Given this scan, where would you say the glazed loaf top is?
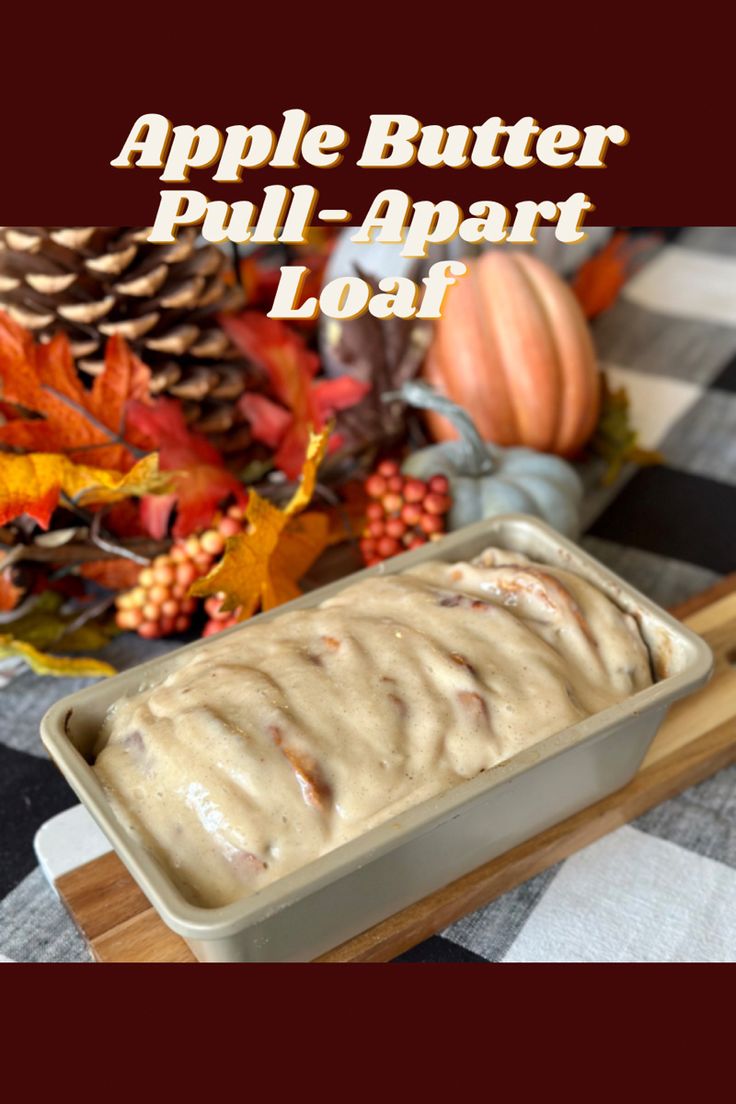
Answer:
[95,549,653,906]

***

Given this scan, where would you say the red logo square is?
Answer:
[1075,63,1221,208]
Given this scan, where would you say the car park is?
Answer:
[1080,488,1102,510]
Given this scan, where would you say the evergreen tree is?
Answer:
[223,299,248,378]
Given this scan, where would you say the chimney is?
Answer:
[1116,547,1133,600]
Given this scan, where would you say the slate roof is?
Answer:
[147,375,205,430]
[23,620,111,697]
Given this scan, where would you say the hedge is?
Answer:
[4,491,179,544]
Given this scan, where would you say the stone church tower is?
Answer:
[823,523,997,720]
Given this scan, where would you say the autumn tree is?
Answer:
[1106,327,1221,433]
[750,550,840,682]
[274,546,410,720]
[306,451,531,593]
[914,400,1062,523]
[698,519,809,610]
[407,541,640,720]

***

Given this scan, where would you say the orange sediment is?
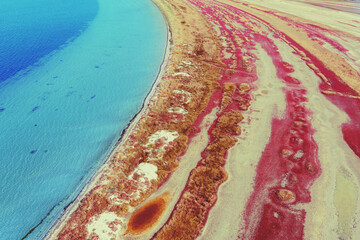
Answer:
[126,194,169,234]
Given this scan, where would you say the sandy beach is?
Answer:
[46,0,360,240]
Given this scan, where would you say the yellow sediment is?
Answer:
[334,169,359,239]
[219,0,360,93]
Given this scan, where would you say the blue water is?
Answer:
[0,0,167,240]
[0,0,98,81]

***

- _EXERCISE PROMPT_:
Rewrite the listing from the line with "Given this scan, where would you say the glazed" up to and including the line with "[95,549,653,906]" as a numbered list with no blank lines, and leave the pictures out.

- _TASK ANSWER_:
1. Given this scan, where would you say the glazed loaf top is?
2. Answer:
3. [95,549,653,906]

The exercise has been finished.